**OBJECTIVE**
Please answer these questions from the blog post below:
(a) What story does the friend's finished first draft tell?
(b) What word does the post say will appear on the spine of the book?
(c) Who is named as the long-time writing partner?

Skeptophilia (skep-to-fil-i-a) (n.) - the love of logical thought, skepticism, and thinking critically. Being an exploration of the applications of skeptical thinking to the world at large, with periodic excursions into linguistics, music, politics, cryptozoology, and why people keep seeing the face of Jesus on grilled cheese sandwiches.
Showing posts with label writers. Show all posts
Showing posts with label writers. Show all posts

Friday, July 9, 2021

On being seen

A writer friend and I have been in an interesting dialogue about the private (and public) side of writing.

The topic arose because she's just finished the first draft of a wonderful novel, a coming-of-age story about a girl making the transition between high school and college.  Knowing my friend as well as I do, it is easy to see that she shares some personality traits with her main character.  My friend worries that if people read her novel -- which I hope they will, some day -- readers will become convinced that the story is, at least on some level, autobiographical, and will judge her based on the actions of the character she created.

My reply was that there will be this label that says "Fiction" on the spine of the book, so anyone who doesn't notice that or doesn't know the definition of the word deserves everything they get.  But on a deeper level, her question is a profound one.  Because in some sense, all fiction writing is autobiographical -- or at the very least, deeply self-revealing.

I can say, without exception, that every protagonist I've ever written -- and more than one of the antagonists and minor characters -- is, in some way, me.  You can't write what you don't know, and that extends just as much to characters as it does to setting, time period, and plot.  None of them are intended to actually be me, of course; all of them have traits, quirks, and personal history that is different (for a lot of them, very different) from my own.  But in a real sense, if you want to find out who I am, read my fiction.  Then you'll know me.

This gives a serious spin to my friend's question, because to be read means to be seen, on a fundamental level.  Parts of you are exposed that you may have long kept hidden, and a discerning eye can often see more than you realize.  I've recounted here before how my long-time writing partner, the inimitable Cly Boehs, knew I was bisexual long before I told her.  Direct quote from her -- "You think I didn't know that?  Every story you've written has at least one scene with a sexy bare-chested man."

**MATERIAL SHOWN**

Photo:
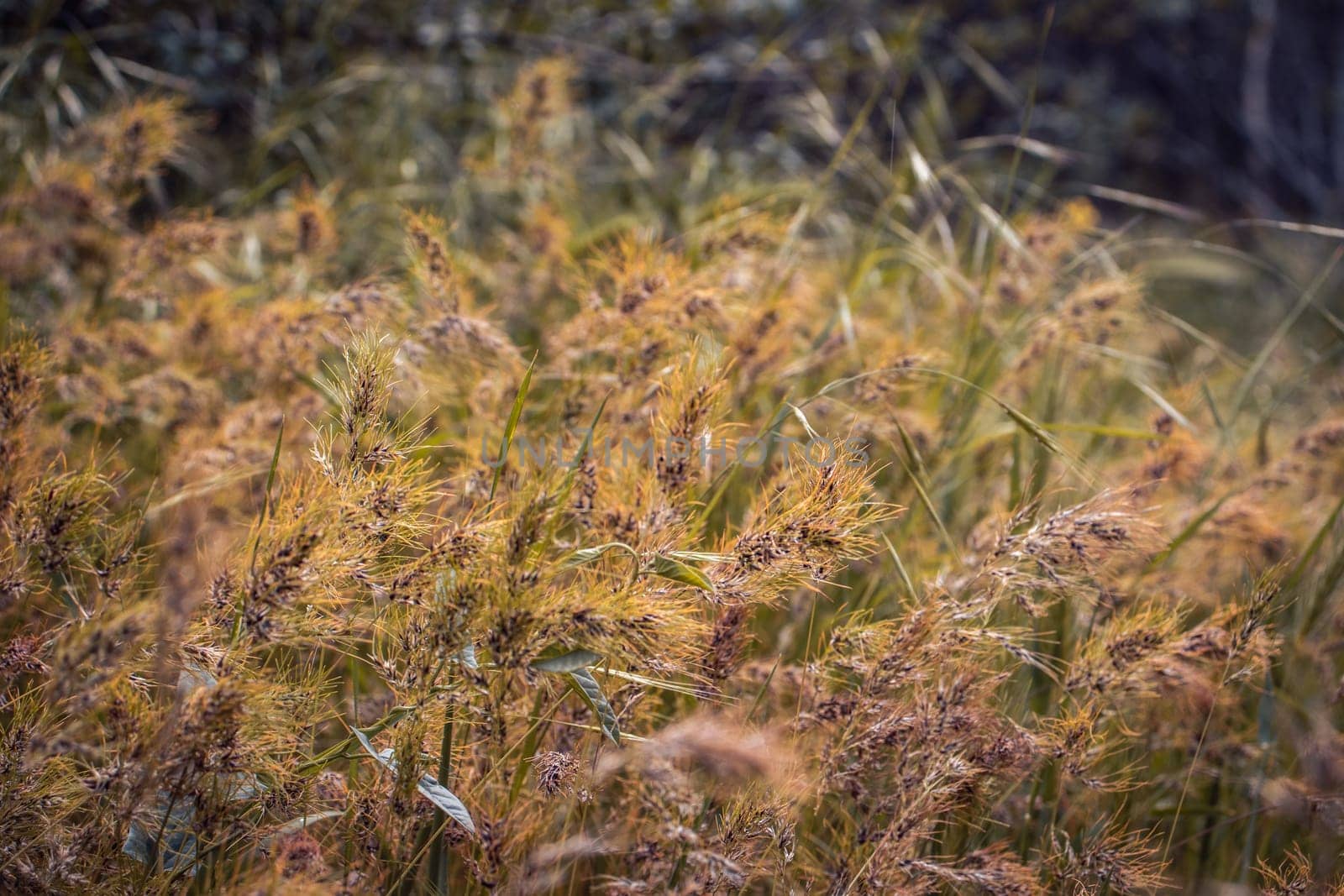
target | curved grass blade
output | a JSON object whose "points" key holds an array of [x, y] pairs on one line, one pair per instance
{"points": [[512, 425]]}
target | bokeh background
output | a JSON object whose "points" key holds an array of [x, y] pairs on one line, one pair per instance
{"points": [[1229, 107]]}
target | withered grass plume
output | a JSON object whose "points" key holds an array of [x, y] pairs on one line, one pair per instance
{"points": [[914, 557]]}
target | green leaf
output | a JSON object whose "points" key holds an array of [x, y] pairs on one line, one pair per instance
{"points": [[571, 661], [678, 571], [429, 788], [584, 557], [591, 692], [168, 839]]}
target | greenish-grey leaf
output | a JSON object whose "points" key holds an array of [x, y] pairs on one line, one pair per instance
{"points": [[434, 792], [588, 688], [171, 825], [678, 571]]}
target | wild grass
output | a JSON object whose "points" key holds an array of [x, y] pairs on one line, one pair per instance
{"points": [[286, 606]]}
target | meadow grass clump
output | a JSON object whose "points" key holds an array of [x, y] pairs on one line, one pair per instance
{"points": [[920, 555]]}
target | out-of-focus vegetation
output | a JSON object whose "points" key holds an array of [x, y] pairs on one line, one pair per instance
{"points": [[1062, 613]]}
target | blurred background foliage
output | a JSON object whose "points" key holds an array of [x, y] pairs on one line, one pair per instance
{"points": [[1210, 116], [1233, 107]]}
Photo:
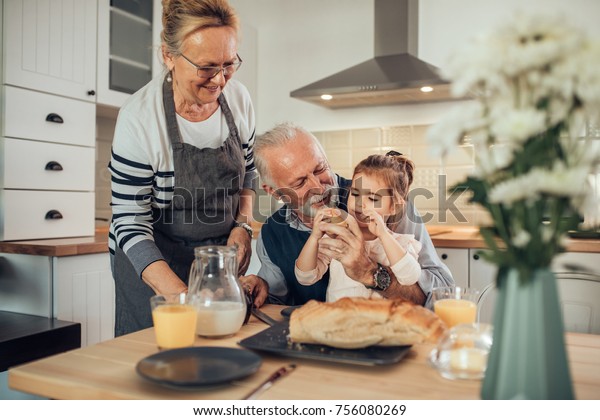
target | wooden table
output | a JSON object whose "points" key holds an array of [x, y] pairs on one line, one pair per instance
{"points": [[107, 371]]}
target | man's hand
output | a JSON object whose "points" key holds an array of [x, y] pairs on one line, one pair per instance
{"points": [[348, 247], [240, 238], [256, 287]]}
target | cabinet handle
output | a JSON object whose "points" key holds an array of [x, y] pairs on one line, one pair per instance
{"points": [[53, 215], [52, 117], [53, 166]]}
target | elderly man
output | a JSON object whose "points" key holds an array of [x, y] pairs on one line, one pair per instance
{"points": [[293, 168]]}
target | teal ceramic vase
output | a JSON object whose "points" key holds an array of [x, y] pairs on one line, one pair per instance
{"points": [[528, 358]]}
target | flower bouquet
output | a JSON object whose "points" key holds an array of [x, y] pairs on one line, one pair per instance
{"points": [[534, 83]]}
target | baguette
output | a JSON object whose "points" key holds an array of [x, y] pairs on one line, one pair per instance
{"points": [[359, 322]]}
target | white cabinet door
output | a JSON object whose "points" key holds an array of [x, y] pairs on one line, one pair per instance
{"points": [[457, 261], [482, 274], [84, 292], [50, 46], [126, 49]]}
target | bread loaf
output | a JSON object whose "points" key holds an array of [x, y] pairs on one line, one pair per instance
{"points": [[359, 322]]}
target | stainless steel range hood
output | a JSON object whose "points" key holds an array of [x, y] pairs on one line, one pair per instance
{"points": [[394, 76]]}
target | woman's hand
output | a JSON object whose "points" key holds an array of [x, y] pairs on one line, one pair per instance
{"points": [[256, 287], [240, 238]]}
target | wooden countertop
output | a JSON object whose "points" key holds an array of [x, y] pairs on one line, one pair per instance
{"points": [[107, 371], [468, 237], [442, 237], [61, 247]]}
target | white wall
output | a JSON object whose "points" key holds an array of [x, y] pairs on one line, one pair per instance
{"points": [[300, 42]]}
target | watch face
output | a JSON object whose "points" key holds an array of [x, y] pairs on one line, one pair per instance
{"points": [[382, 278]]}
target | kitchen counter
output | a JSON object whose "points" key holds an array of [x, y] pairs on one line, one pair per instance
{"points": [[442, 237], [107, 371], [59, 247], [468, 237]]}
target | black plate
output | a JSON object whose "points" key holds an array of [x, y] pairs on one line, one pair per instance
{"points": [[275, 340], [198, 366], [286, 312]]}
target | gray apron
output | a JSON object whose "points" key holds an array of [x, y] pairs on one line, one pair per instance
{"points": [[205, 202]]}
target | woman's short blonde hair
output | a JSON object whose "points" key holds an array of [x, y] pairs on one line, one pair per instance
{"points": [[182, 17]]}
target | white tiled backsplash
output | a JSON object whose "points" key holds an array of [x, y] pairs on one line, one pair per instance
{"points": [[432, 177]]}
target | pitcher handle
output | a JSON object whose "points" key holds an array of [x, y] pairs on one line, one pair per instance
{"points": [[193, 280]]}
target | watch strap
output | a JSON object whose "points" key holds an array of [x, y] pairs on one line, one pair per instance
{"points": [[246, 227]]}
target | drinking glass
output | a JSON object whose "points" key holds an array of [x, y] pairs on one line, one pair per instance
{"points": [[174, 318], [463, 351], [455, 305]]}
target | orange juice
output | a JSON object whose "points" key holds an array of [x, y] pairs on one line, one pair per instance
{"points": [[174, 325], [455, 311]]}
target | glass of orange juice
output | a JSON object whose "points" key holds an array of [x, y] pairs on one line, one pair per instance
{"points": [[174, 320], [455, 305]]}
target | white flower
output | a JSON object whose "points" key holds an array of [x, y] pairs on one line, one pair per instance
{"points": [[517, 125], [521, 239], [558, 181], [535, 82]]}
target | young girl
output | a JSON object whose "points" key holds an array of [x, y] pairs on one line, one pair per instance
{"points": [[377, 196]]}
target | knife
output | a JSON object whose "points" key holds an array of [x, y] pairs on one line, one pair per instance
{"points": [[263, 316], [268, 383]]}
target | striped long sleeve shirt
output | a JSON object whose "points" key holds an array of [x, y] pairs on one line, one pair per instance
{"points": [[142, 169]]}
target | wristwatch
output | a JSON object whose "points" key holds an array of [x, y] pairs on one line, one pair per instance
{"points": [[382, 279], [246, 227]]}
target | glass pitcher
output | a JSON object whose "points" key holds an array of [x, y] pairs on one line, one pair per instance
{"points": [[216, 290]]}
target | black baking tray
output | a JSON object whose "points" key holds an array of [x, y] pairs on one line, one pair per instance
{"points": [[275, 340]]}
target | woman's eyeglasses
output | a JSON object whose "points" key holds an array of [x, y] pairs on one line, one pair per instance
{"points": [[393, 153], [208, 72]]}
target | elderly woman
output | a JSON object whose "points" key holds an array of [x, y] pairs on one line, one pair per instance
{"points": [[182, 167]]}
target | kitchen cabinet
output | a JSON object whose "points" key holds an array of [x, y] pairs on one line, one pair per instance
{"points": [[50, 46], [77, 288], [457, 261], [578, 283], [126, 53], [48, 115], [46, 166]]}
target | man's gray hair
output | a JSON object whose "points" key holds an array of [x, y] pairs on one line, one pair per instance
{"points": [[279, 136]]}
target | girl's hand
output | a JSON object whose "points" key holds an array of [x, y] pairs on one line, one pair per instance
{"points": [[317, 233], [376, 223]]}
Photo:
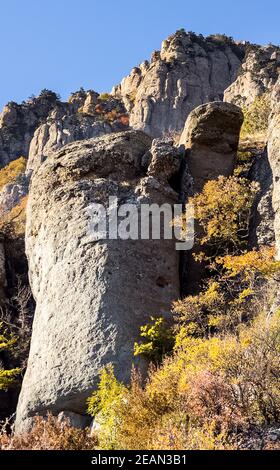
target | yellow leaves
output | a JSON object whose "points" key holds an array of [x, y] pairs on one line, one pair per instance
{"points": [[253, 262], [244, 294], [7, 377], [9, 173], [223, 209], [14, 221], [158, 340], [256, 117]]}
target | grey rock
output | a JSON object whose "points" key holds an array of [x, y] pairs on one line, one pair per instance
{"points": [[18, 123], [211, 136], [92, 296], [74, 419], [257, 75], [188, 71], [71, 122], [273, 149], [3, 277], [12, 193], [262, 223]]}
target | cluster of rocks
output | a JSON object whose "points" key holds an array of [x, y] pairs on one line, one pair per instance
{"points": [[92, 296], [188, 71]]}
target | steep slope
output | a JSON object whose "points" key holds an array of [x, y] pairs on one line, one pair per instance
{"points": [[189, 70]]}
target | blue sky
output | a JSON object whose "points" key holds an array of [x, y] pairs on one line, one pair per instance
{"points": [[65, 44]]}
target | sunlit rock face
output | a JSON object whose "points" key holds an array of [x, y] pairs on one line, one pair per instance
{"points": [[91, 295], [188, 71]]}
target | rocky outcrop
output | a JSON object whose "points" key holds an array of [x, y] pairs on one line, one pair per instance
{"points": [[42, 124], [18, 123], [257, 75], [262, 223], [3, 278], [84, 117], [274, 160], [188, 71], [92, 294], [210, 137], [12, 193]]}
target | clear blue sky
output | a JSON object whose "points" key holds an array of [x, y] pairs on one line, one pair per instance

**ANSWER TO THE EXERCISE**
(a) It is a coming-of-age story about a girl making the transition between high school and college.
(b) "Fiction"
(c) Cly Boehs